**Exercise objective**
Below are records to write out exactly; drop the pictures when you do.

[[ Source data, beginning ]]

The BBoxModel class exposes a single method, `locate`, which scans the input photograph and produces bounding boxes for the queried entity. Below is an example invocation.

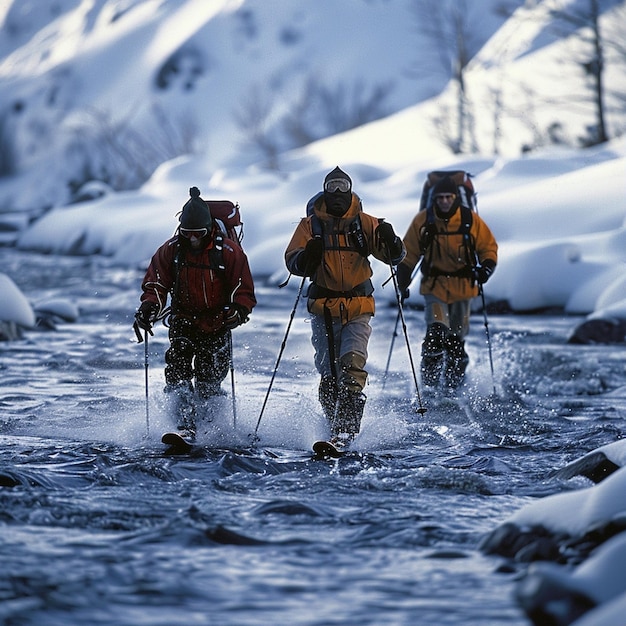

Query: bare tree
[546,0,615,145]
[0,104,19,177]
[282,77,392,148]
[520,0,626,146]
[235,77,393,168]
[234,86,281,170]
[410,0,486,153]
[66,106,199,191]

[[ Source data, end ]]

**Task answer**
The BBoxModel class exposes a single method, `locate`, which scans the input photograph and produces bounding boxes for the queried entity. Below is an example invocation.


Query: bare tree
[546,0,615,145]
[0,104,19,177]
[282,77,392,148]
[520,0,626,146]
[235,77,393,168]
[234,86,281,170]
[410,0,486,153]
[66,106,199,191]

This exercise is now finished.